Exercise description: What you return should match the data exactly, from the first line to the last.

Excerpted data:
-.-.-
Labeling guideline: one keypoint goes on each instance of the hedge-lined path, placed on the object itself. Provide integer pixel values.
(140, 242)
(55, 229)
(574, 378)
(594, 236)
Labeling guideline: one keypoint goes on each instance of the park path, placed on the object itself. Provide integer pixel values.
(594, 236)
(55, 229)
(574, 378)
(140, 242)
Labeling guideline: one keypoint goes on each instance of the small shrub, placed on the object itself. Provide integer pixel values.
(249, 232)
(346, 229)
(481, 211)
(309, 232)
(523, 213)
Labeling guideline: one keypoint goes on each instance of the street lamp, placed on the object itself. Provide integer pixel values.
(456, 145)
-.-.-
Task answer:
Labeling guideline: one keypoint goes on each instance of the hedge-lined path, placed on the object itself. Provide integer pixel values.
(140, 242)
(55, 229)
(574, 378)
(594, 236)
Labeling guideline: one keypoint goes on each instance of the park path, placed on the object itself. Provide integer pixel values.
(594, 236)
(55, 229)
(574, 378)
(140, 242)
Labeling guideline: one keypoint goes on each instance of the small shrub, placed on the object itself. Provide integer pixel values.
(249, 232)
(346, 229)
(481, 211)
(309, 232)
(523, 213)
Labeling guideline: one keypoint goes on each instance of the street lamp, placed on the object itself. Provide integer pixel values.
(456, 145)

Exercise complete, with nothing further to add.